— begin Source data —

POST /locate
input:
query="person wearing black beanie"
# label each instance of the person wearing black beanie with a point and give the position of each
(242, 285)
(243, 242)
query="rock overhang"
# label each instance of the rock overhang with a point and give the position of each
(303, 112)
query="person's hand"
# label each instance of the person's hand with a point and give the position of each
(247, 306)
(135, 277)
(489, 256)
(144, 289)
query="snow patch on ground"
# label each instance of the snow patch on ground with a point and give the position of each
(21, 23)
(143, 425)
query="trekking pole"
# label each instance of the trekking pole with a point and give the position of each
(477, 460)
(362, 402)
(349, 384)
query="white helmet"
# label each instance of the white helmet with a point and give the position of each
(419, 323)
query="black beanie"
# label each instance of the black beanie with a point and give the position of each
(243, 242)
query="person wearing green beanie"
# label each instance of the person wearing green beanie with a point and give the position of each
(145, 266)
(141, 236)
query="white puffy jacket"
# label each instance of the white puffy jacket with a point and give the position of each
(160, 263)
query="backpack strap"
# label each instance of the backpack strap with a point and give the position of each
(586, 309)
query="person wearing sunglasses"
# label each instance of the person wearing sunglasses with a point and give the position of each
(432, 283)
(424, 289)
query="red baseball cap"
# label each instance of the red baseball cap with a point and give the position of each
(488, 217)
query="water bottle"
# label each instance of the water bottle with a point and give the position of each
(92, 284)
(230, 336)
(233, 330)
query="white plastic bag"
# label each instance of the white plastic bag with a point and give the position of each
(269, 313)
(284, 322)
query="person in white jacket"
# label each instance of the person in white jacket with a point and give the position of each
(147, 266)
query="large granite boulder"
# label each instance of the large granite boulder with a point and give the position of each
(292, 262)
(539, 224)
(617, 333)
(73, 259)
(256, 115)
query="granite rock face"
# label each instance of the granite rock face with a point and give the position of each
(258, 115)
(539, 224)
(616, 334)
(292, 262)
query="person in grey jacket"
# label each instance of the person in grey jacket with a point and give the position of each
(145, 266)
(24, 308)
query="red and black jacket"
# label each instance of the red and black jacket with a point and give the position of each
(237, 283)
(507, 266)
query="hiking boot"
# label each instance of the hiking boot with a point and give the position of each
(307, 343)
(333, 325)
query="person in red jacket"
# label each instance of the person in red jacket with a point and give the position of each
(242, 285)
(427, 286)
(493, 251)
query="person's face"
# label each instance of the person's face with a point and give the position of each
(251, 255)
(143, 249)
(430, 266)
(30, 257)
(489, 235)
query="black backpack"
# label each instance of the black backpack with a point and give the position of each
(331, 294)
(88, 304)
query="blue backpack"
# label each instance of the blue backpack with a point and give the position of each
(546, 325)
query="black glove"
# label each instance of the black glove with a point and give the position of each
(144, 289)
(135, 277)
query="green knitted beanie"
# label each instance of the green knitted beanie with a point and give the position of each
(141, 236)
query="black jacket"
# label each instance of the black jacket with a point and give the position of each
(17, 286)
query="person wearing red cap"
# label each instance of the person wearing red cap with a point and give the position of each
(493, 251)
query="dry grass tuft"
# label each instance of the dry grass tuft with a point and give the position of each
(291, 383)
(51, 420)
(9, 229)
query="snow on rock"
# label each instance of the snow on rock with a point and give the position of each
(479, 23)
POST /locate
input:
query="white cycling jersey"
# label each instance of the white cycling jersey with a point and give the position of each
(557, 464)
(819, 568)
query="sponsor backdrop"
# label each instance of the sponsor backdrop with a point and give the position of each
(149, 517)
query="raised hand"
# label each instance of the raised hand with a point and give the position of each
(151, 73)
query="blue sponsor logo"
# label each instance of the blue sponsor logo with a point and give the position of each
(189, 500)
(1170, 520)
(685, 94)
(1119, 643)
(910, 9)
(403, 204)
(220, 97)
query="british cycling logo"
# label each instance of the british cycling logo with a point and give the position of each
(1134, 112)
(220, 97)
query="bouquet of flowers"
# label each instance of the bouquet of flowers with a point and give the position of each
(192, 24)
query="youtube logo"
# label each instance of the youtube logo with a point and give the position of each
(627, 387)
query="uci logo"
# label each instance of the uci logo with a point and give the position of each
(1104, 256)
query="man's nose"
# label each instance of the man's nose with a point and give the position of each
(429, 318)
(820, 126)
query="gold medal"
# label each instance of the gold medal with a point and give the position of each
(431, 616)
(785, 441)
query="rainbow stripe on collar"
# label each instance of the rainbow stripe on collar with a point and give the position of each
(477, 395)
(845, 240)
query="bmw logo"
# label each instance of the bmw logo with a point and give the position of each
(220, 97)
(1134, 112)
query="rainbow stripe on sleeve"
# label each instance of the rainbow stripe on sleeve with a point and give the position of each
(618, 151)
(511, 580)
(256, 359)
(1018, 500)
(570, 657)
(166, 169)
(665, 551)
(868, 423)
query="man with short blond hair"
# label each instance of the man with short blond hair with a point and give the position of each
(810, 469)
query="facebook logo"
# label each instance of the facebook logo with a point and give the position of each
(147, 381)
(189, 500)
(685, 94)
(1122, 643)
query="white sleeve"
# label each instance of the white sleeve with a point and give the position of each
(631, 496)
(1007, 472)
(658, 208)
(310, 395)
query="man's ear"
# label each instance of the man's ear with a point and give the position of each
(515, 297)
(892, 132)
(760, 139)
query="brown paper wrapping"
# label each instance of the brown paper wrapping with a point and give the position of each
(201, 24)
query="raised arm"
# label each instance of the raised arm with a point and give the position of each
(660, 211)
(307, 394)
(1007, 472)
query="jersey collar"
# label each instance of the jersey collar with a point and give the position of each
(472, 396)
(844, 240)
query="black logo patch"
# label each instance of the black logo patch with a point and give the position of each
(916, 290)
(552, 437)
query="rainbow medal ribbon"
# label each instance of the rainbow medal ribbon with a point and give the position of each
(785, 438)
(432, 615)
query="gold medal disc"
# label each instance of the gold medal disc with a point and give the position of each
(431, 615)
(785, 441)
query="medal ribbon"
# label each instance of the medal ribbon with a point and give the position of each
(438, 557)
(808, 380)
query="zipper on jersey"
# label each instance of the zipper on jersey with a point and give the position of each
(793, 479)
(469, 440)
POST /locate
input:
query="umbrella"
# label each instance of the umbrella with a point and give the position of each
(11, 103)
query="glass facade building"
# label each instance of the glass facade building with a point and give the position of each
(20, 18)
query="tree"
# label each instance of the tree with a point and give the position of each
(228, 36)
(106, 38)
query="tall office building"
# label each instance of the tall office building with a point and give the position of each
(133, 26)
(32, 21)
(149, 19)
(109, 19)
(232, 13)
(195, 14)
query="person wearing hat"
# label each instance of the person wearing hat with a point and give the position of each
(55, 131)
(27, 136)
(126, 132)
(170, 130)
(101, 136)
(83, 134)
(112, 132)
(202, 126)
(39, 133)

— end Source data —

* Written request *
Quote the data above in full, changing nothing.

* Correct answer *
POST /locate
input:
query="person wearing black beanie"
# label each instance of the person wearing black beanie with a point and give the position of each
(242, 285)
(243, 242)
query="rock overhang"
# label each instance of the rock overhang with a point and give the position of each
(303, 112)
query="person's hand"
# label each instance of the person's hand with a point and give the position of each
(247, 306)
(135, 277)
(489, 256)
(144, 289)
query="snow patch on ground"
# label each instance of the snow patch on ground with a point and give the position of each
(21, 23)
(143, 425)
query="trekking pole"
# label each instance of the trekking pole with a point and give the position of each
(477, 460)
(362, 402)
(349, 384)
query="white helmet"
# label each instance of the white helmet with a point and give the position of each
(419, 323)
query="black beanie"
# label each instance of the black beanie with a point and give the position of each
(243, 242)
query="person wearing green beanie"
# label each instance of the person wearing green beanie with a point and give the position of each
(145, 266)
(141, 236)
query="white puffy jacket"
# label each instance of the white puffy jacket with a point and give the position of each
(160, 263)
query="backpack strap"
# label each instance of the backpack strap with a point and give the position of each
(586, 309)
query="person wearing sunglasses"
# label each instance of the person wearing sunglasses with a point and give the position of each
(432, 283)
(424, 289)
query="red baseball cap"
# label each instance of the red baseball cap with a point and give the position of each
(488, 217)
query="water bottle"
# label each instance of the water bottle with a point and give the position of each
(92, 284)
(230, 336)
(233, 330)
query="white plastic bag"
# label each instance of the white plastic bag with a point and give the position of each
(269, 313)
(284, 322)
query="person in white jacket"
# label each instance of the person in white jacket with a point and give the position of each
(147, 266)
query="large granite boulder"
# label each instance of the large granite boulder with a point and give the position of each
(292, 262)
(539, 224)
(617, 333)
(73, 259)
(256, 115)
query="granite rock face"
# label each instance of the granite rock face with a point and give the position of each
(258, 115)
(539, 224)
(616, 334)
(292, 262)
query="person in grey jacket"
# label each instance of the person in grey jacket with a point and give the position of each
(145, 266)
(24, 308)
query="red and black jacket"
# label each instance of the red and black jacket with a point and give the position of each
(237, 283)
(507, 266)
query="hiking boot"
# label each instance of the hiking boot with a point and give the position of each
(307, 343)
(333, 325)
query="person in red jacket"
# label each instance of the person in red jacket with a point and give the position of each
(242, 285)
(427, 286)
(493, 251)
query="person's face"
# label each instance of the person's face with a point and give the position of each
(251, 255)
(143, 249)
(430, 266)
(30, 257)
(489, 235)
query="black backpack"
# label each instance of the black backpack with a point and give the position of each
(331, 294)
(88, 304)
query="blue backpack"
# label each instance of the blue backpack with a point and give the position of each
(546, 325)
query="black glove"
# label each instance of the black glove with a point and give the position of each
(144, 289)
(135, 277)
query="green knitted beanie"
# label each instance of the green knitted beanie with a point and give the position of each
(141, 236)
query="black jacket"
# label each instance of the black jacket with a point and give the position of each
(17, 286)
query="person wearing red cap"
# label each instance of the person wearing red cap with a point and give the position of each
(493, 251)
query="dry grass tuft"
# label each instance of the dry grass tuft with a point and give the position of each
(291, 383)
(51, 420)
(9, 229)
query="snow on rock"
# label each instance of the snow on rock with a point and give the position of each
(479, 23)
POST /locate
input:
query="white cycling jersey"
# label each instance of the white cycling jersey with a point and give the position of each
(557, 464)
(819, 568)
query="sponsor backdrop"
# label each instance of the sponsor backdrop with a point and give the position of each
(149, 517)
query="raised hand"
# label each instance of the raised hand with a point and give the position of each
(151, 73)
query="blue sponsor logo"
# label each instance of the blue sponsor logo with a point and give the position of each
(189, 500)
(1170, 520)
(685, 94)
(1119, 643)
(910, 9)
(403, 204)
(220, 97)
query="british cycling logo"
# label each instance of the british cycling logo with a point and give the position of each
(1134, 112)
(220, 97)
query="bouquet of flowers"
# label each instance of the bouquet of flowers with a point and give the position of each
(192, 24)
query="youtube logo"
# label each instance of the youtube logo with a point and give the position of each
(627, 387)
query="uci logo"
# label each instance of the uci logo with a point and give the position of each
(1104, 256)
query="man's nose"
# label each instance of the man's nose with a point and give the position of each
(429, 318)
(820, 126)
query="gold medal"
# label each instance of the gold medal with a point and give the position of each
(431, 616)
(785, 441)
query="rainbow stripe on collar"
# label each instance of the rainbow stripe on collar with a point and give the position of each
(477, 395)
(845, 240)
query="bmw logo"
# label each instance of the bmw logo with a point and give the position of each
(220, 97)
(1134, 112)
query="rainbow stripe on sleeve"
# label each instance of the rainbow stripe on sleeve with a point and give the position of each
(618, 151)
(511, 580)
(256, 359)
(1018, 500)
(570, 657)
(166, 169)
(665, 551)
(868, 423)
query="man with short blond hair"
# label each instance of the man with short blond hair with a point and give the position of each
(810, 469)
query="facebook logo"
# label each instance of the facebook logo with a point and give the position of each
(147, 381)
(189, 500)
(685, 94)
(1122, 643)
query="white sleeve"
# label each instance of the white sleeve with a point and give the position of each
(631, 496)
(1007, 472)
(658, 208)
(310, 395)
query="man's ear"
# label each instance of the man's ear with a point and give the position of each
(515, 297)
(892, 132)
(760, 139)
query="brown paper wrapping"
# label each instance of the brown paper wrapping with a point and give the position of each
(201, 24)
query="raised arm"
# label each instance of the raised arm with a point and give the position of each
(660, 211)
(307, 394)
(1007, 472)
query="jersey collar"
# label each instance of the jersey collar with a point and give the position of each
(472, 396)
(844, 240)
query="black logo patch"
# label each instance of the black logo patch with a point and give the position of each
(916, 290)
(552, 437)
query="rainbow medal ribbon"
# label each instance of the rainbow medal ribbon with a point and give the position of each
(785, 438)
(432, 615)
query="gold medal disc"
# label each instance of the gold medal disc with a point and give the position of each
(431, 615)
(785, 441)
query="medal ribbon"
# label each instance of the medal ribbon with a point and give the position of each
(438, 557)
(808, 380)
query="zipper on jersey"
# label each instance of the zipper on jersey with a point and give the position of each
(793, 479)
(469, 440)
POST /locate
input:
query="umbrella"
# label each instance of the umbrella with a point and give the position of each
(11, 103)
query="glass facade building"
# label each instance of the glass facade building with a point and give the position of each
(20, 18)
query="tree"
# label each instance of the tree with a point and give the position of each
(228, 36)
(106, 38)
query="tall office building"
# label each instance of the tall office building with a point and give the position of each
(133, 26)
(32, 21)
(149, 19)
(109, 19)
(232, 13)
(195, 14)
query="person wearing hat"
# label each instance of the person wearing hat with a point and give the position of each
(55, 131)
(27, 136)
(126, 132)
(170, 130)
(101, 136)
(83, 134)
(112, 132)
(202, 126)
(39, 133)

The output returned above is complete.